• **PROBLEM REQUIREMENTS**
Starting at the line that contains "target | metal tongs", restate each line word for word through the final line of the data, keeping both ends.

• **TASK INPUTS**
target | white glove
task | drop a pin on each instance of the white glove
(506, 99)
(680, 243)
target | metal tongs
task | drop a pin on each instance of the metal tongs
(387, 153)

• **EXERCISE SOLUTION**
target | metal tongs
task | drop a pin on each instance of the metal tongs
(387, 153)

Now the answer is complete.